» Written instruction 1: Rewrite the records starting at the line containing "Objective - one point per instance of the hillside" and ending with the last of the records, swapping "open field" for "meadow" and leaving everything else unchanged.

» Reading passage:
◇ ◇ ◇

Science Fair Project Encyclopedia
The MP40 was submachine gun developed for and used extensively by Nazi Germany during World War 2. It was descended from the nearly identical MP38, the differences being cost-saving alterations, especially more stamped rather then machined parts and an improved safety feature. The changes resulted from experiences with the several thousand MP38s (which had actually entered service in 1939) available during the Invasion of Poland. The changes were incorporated in the MP38/40 intermediate version, and finally the intial MP40 production version. Just over 1 million would be made of all versions in the course of the war. Some of the weapons related to it include the MP41, which looks like a MP40 with a wooden stock, MP40/I, and MP40/II. A 64 round clip was tested with it at one point. Also, during the 1930s its precursor weapon was developed which was informally known as MP36, though it was a factory prototype, not an accepted military weapon.
A MP38 can be easily distinguished from a MP40 by a round hole in the magazine feed, and a series of small grooves along the length of the upper cylinder. The intial production MP40 had a smooth side on the magazine receiver, the main production was actually the MP40/I which had small indented grooves on the magazine side to strengthen it. The MP40/II was the experimental 64 round clip. There is some variation in modern sources with naming of the variant numbers.

◇ ◇ ◇

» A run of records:
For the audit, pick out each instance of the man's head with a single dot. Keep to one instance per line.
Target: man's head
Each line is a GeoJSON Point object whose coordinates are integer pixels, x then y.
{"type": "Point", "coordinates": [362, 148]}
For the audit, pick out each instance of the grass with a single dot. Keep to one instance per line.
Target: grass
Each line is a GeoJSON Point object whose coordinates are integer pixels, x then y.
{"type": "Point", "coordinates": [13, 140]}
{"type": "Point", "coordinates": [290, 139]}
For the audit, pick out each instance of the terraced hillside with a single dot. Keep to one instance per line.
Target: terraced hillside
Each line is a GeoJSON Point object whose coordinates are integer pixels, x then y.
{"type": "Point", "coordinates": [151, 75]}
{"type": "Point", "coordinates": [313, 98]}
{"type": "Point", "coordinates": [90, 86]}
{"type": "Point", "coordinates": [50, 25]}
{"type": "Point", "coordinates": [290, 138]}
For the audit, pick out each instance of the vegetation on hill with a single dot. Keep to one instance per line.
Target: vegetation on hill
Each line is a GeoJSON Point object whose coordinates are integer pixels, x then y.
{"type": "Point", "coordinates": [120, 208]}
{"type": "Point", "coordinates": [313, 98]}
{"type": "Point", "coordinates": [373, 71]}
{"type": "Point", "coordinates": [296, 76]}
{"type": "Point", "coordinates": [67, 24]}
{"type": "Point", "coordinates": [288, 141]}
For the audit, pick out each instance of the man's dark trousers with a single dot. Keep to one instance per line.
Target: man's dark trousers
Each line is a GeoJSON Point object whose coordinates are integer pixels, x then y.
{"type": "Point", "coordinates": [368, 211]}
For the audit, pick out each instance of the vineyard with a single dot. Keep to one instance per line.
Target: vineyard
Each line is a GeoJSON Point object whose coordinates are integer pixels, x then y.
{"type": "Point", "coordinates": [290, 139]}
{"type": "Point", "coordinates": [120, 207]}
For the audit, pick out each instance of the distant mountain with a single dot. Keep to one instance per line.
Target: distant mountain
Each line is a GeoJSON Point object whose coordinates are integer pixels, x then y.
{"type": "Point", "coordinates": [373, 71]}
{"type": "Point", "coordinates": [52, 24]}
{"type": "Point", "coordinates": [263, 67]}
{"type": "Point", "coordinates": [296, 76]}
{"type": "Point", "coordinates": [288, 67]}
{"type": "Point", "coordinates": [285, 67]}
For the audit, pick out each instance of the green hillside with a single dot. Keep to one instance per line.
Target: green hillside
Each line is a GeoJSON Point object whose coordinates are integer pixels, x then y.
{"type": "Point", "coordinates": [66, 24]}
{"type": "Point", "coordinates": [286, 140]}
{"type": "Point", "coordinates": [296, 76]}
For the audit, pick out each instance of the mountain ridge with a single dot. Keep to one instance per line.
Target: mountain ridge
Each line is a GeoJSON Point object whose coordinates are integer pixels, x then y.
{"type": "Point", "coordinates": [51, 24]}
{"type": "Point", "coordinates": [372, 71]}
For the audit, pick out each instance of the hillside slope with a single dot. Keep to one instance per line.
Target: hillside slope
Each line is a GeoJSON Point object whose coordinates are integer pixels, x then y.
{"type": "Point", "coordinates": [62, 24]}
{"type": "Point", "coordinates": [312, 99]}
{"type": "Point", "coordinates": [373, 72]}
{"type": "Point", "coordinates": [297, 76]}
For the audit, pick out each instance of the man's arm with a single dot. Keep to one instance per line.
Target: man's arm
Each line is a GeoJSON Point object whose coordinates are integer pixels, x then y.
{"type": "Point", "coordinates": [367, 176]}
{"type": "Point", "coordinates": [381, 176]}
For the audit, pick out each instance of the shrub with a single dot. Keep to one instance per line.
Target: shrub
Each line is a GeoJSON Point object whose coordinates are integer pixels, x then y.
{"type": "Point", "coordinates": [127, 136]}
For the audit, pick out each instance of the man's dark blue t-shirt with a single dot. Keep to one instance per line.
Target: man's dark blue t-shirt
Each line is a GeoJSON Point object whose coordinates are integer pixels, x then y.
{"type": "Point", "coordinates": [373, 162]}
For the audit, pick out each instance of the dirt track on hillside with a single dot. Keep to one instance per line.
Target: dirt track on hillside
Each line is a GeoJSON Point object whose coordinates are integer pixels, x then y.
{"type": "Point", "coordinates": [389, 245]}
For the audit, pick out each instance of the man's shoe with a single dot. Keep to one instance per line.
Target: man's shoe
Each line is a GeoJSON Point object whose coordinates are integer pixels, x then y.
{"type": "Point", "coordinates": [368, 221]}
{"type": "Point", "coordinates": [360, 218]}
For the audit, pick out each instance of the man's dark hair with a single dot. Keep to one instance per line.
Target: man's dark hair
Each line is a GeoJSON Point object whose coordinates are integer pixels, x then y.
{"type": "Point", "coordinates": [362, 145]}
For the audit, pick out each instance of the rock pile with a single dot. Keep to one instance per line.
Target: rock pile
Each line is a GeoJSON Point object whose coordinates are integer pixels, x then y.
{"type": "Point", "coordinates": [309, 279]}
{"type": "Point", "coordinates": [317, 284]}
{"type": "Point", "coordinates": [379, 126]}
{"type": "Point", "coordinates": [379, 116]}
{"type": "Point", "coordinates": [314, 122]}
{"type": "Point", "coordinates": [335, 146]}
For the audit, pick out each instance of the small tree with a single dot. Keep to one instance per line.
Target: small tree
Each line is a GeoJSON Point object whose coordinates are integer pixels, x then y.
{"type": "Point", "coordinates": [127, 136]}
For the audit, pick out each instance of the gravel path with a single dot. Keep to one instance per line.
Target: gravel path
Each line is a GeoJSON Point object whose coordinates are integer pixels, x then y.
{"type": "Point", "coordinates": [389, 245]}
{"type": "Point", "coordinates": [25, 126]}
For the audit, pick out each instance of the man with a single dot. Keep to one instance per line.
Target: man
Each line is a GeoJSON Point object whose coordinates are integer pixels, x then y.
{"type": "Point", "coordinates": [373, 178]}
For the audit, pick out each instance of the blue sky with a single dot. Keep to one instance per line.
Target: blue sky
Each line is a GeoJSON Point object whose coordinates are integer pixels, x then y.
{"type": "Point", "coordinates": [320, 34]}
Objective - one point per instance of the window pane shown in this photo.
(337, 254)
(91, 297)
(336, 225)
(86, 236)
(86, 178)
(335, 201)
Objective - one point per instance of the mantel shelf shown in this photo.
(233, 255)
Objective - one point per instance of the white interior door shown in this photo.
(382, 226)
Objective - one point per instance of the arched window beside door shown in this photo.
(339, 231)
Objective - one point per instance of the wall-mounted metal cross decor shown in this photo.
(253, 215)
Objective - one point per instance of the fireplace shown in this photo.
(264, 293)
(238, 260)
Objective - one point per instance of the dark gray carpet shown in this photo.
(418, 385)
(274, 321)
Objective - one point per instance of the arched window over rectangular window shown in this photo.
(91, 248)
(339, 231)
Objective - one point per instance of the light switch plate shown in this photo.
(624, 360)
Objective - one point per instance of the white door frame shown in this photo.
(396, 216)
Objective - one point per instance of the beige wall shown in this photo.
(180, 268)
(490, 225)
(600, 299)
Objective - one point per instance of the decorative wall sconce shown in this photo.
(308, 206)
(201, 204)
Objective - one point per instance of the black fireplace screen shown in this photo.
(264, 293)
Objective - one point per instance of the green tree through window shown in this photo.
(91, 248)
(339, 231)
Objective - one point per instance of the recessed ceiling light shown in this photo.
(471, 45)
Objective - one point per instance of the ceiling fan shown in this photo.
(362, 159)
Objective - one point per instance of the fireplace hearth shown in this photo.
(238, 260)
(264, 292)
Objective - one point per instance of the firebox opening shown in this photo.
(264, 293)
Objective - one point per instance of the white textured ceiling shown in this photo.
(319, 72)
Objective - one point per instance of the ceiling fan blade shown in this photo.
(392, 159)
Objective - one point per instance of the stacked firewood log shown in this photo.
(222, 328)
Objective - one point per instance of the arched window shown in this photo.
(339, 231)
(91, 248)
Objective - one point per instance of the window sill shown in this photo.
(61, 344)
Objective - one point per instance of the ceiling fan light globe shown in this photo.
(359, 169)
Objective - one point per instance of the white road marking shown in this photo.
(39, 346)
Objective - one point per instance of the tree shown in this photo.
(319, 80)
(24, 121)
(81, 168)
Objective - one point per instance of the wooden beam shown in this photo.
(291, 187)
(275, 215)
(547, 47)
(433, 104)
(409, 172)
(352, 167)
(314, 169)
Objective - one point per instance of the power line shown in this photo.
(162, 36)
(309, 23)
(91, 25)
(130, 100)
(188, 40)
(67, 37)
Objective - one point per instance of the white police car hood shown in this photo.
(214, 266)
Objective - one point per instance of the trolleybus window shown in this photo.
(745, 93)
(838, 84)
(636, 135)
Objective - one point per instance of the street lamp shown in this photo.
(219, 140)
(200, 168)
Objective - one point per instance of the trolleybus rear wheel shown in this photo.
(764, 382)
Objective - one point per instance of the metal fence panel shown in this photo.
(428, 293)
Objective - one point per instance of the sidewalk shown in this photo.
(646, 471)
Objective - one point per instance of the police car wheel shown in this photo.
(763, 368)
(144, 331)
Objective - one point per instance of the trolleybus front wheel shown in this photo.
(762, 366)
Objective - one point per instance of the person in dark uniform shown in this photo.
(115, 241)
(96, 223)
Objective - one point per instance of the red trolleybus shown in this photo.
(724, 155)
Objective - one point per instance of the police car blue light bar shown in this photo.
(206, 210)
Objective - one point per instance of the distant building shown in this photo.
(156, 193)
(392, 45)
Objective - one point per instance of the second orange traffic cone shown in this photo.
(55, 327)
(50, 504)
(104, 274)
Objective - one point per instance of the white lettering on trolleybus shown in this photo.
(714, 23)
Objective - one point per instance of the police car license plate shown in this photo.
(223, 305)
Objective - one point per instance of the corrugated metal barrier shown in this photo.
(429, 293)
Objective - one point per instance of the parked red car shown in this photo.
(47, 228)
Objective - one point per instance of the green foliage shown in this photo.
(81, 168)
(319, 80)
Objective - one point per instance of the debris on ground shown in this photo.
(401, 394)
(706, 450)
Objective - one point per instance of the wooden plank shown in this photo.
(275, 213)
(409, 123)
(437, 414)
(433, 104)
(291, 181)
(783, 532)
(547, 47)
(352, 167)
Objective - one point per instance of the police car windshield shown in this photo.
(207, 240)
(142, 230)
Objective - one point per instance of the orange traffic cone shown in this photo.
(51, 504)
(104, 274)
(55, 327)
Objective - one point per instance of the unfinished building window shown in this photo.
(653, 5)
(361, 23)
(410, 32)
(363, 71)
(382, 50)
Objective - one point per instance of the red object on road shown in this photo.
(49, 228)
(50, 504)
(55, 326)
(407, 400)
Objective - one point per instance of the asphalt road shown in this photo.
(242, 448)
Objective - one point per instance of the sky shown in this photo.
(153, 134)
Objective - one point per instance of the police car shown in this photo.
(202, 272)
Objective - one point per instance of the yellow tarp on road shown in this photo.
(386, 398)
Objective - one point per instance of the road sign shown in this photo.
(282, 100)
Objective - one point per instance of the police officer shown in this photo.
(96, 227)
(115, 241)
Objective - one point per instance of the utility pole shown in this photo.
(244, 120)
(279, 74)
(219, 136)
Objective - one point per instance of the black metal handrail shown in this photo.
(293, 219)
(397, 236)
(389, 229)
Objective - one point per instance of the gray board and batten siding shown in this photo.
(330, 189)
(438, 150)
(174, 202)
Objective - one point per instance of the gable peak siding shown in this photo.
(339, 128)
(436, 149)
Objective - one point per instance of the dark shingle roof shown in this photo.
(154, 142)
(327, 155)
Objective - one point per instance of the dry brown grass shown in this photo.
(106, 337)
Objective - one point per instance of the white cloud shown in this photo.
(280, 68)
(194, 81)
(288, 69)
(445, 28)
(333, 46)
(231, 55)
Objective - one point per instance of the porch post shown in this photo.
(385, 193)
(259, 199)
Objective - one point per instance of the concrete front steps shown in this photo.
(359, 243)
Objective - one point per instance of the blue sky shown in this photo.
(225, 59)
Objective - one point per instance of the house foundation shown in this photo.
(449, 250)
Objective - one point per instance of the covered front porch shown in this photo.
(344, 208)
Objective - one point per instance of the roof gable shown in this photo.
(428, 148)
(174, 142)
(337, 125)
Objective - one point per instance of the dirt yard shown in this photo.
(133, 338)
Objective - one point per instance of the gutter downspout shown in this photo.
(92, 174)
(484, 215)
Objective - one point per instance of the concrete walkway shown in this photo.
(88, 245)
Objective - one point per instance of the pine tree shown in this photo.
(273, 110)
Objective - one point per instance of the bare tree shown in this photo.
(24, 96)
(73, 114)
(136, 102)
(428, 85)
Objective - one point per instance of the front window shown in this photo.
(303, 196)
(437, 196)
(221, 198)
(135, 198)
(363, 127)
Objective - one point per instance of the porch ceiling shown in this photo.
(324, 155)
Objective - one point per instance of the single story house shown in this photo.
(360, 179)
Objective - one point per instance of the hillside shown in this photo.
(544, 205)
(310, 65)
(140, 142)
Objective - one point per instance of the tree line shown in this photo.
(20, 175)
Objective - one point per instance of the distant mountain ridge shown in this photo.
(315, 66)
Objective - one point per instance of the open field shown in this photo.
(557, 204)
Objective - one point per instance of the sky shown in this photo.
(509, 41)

◇ ◇ ◇

» Written instruction 2: Reproduce the MP40 passage word for word, starting at "A MP38 can be" and ending at "the variant numbers.".

» Exercise output 1:
Objective - one point per instance of the hillside shown in this photo.
(544, 205)
(310, 65)
(140, 142)
Objective - one point per instance of the tree line shown in this photo.
(20, 175)
Objective - one point per instance of the distant mountain ridge shown in this photo.
(315, 66)
Objective - one point per instance of the meadow shown in this photo.
(557, 204)
Objective - one point per instance of the sky shown in this photo.
(509, 41)

» Exercise output 2:
A MP38 can be easily distinguished from a MP40 by a round hole in the magazine feed, and a series of small grooves along the length of the upper cylinder. The intial production MP40 had a smooth side on the magazine receiver, the main production was actually the MP40/I which had small indented grooves on the magazine side to strengthen it. The MP40/II was the experimental 64 round clip. There is some variation in modern sources with naming of the variant numbers.